■ What this task involves ■
In the records below, take the lines beginning at the one that contains "of the black" and ending after the one that contains "(1033, 488)", and write out every line of that span again. Scale each coordinate in the answer points by 1.3, rounding to whole numbers with halves rounded up, and leave all other wording unchanged.

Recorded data
--- Begin ---
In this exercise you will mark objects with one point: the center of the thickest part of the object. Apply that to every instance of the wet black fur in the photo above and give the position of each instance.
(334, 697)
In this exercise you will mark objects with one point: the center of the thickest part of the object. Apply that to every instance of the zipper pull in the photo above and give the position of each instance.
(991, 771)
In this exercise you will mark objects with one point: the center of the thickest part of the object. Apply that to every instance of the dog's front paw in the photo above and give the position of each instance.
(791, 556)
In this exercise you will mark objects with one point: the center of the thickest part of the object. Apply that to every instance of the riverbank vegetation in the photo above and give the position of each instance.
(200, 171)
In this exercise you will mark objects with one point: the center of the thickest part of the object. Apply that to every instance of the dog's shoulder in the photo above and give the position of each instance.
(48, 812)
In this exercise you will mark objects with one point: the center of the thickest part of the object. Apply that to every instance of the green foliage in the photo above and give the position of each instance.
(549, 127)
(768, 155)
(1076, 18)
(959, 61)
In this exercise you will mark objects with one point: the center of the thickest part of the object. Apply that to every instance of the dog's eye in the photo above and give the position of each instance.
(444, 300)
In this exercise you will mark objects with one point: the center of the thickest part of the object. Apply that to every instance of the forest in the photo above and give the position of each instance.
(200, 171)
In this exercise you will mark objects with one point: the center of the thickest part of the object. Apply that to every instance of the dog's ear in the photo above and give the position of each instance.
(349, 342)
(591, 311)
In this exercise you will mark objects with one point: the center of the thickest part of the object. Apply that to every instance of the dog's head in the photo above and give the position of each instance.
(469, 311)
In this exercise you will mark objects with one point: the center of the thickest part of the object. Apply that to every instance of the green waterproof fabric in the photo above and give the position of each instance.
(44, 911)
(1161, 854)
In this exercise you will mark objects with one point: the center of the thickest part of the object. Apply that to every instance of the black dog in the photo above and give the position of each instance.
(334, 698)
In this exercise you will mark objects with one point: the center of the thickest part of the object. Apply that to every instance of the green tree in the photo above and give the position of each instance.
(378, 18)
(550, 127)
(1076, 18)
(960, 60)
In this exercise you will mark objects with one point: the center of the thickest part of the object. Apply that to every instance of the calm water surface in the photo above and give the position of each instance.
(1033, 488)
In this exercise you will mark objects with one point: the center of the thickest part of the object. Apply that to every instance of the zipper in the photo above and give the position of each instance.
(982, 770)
--- End ---
■ Response to the task ■
In this exercise you will mark objects with one point: the center of the thickest part of the object. Apply that to every instance of the black dog in the photo above and give the position of each instance.
(434, 907)
In this exercise you will mark objects with one point: the center of the thickest part of the object. Apply that to every instance of the green tree in the photo above and give the position of each instance.
(491, 23)
(715, 165)
(1399, 23)
(1248, 78)
In this exercise you will mark objects with one point: the center of the thickest part of the object. Apply that to every instance of the calm water surface in the photo above and give the position of each instance.
(1343, 634)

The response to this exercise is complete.